■ PASSAGE SHOWN:
^^^^

The week of Sept. 26-Oct. 2 is National Hereditary Cancer Week, an opportunity to raise awareness about hereditary cancers including prostate, breast, ovarian, colorectal, endometrial, melanoma and pancreatic cancers. Most people who carry a genetic mutation that increases their chance of developing cancer are unaware of their risk.
But being aware can aid with treatment. In DeLong’s case, Dr. Cheng laid out an array of current treatments, including PARP inhibitors, and a number of clinical trials that could be helpful for men with a BRCA2 mutation who also have metastatic prostate cancer.
“It was an incredibly hopeful meeting for me,” says DeLong, who is currently on hormone therapy to block production of testosterone, a male hormone that fuels prostate cancer.
Because DeLong knows he has a BRCA2 mutation, he can take advantage of treatment options that are available for people with this mutation, as well as research and clinical trials involving innovative drugs that are not yet approved by the FDA. “Prostate cancer is the most heritable of all the cancers,” says Dr. Cheng, "but people really haven’t been thinking this attentively about the role that genetics plays until the last five or six years."
That began to change in 2015, when scientists at Fred Hutchinson Cancer Research Center and the University of Washington—led by Drs. Colin Pritchard and Pete Nelson—published a paper in the New England Journal of Medicine showing that metastatic prostate cancer has a higher genetic component than was previously known. More than 10 percent of patients with advanced prostate cancer have an inherited gene mutation. That study prompted SCCA and Dr. Cheng to launch the Prostate Cancer Genetics Clinic (PCGC) in 2016, where patients can access genetic testing and information specific to hereditary cancer.
Patients who might be especially interested in this clinic are those with a family history of prostate and other cancers such as breast, ovarian or pancreatic. But, says Dr. Cheng, “not everyone with a mutation has a family history of cancer.” Anyone can make an appointment at the PCGC clinic; it is not just for SCCA patients.

^^^^

(Stored data entries)
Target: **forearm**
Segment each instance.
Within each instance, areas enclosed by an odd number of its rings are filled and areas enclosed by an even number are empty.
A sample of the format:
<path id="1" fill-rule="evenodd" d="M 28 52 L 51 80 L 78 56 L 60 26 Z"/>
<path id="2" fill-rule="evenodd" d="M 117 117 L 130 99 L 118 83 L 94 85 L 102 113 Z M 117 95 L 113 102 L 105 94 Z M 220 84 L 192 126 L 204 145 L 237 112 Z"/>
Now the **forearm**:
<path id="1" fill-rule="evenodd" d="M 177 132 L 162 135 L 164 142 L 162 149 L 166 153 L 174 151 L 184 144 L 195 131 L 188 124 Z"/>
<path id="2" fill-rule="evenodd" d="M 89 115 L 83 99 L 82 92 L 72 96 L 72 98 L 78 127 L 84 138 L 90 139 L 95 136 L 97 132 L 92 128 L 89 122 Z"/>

^^^^

■ WHAT THIS EXERCISE ASKS:
1. Answer these questions about the hereditary cancer passage:
(a) Which dates does National Hereditary Cancer Week cover?
(b) What therapy is DeLong currently on?
(c) In what year was the Prostate Cancer Genetics Clinic launched?
2. Continue the hereditary cancer passage, starting right after its final sentence.

■ RESPONSES FOR EACH TASK:
1.
(a) Sept. 26 to Oct. 2.
(b) Hormone therapy to block production of testosterone.
(c) 2016.

2.
“The field is changing so quickly in a really exciting way,” says Dr. Cheng. “We can sequence a person’s genes to understand their risk of cancer and we can sequence the genes of their cancer, which can also have important treatment implications. There are an increasing number of treatments for people with mutations, especially those with advanced disease. But even if the genetic mutation does not change treatment, it may be important for family members to know about."
Knowing that he carries a BRCA2 mutation has prompted DeLong to periodically check his breast tissue for lumps; his family physician does the same at annual check-ups. He also informed his dermatologist, who has scheduled him for skin checks every six months. “I would not be doing these things if I didn’t have this genetic information,” he says.
DeLong’s BRCA2 status has also led to several family members getting tested. One of his two daughters is positive and is now receiving personal health care and planning for her long-term health at a hereditary cancer clinic in the Bay Area, where she lives. "Her care has changed dramatically,” says DeLong of his daughter, who is in her thirties. “She is getting cancer screening twice a year. That would not be happening otherwise at her age.”
Both his older brothers have also tested positive, including one who also has aggressive prostate cancer. Those brothers have in turn shared their genetic testing results with their own children, some of whom have also decided to get tested.
As a social worker, DeLong notes that he is comfortable dealing with the range of feelings that he has experienced as a result of knowing about his BRCA2 status. “I am pretty emotionally aware of things in my own life,” he says. “For me, knowledge is power."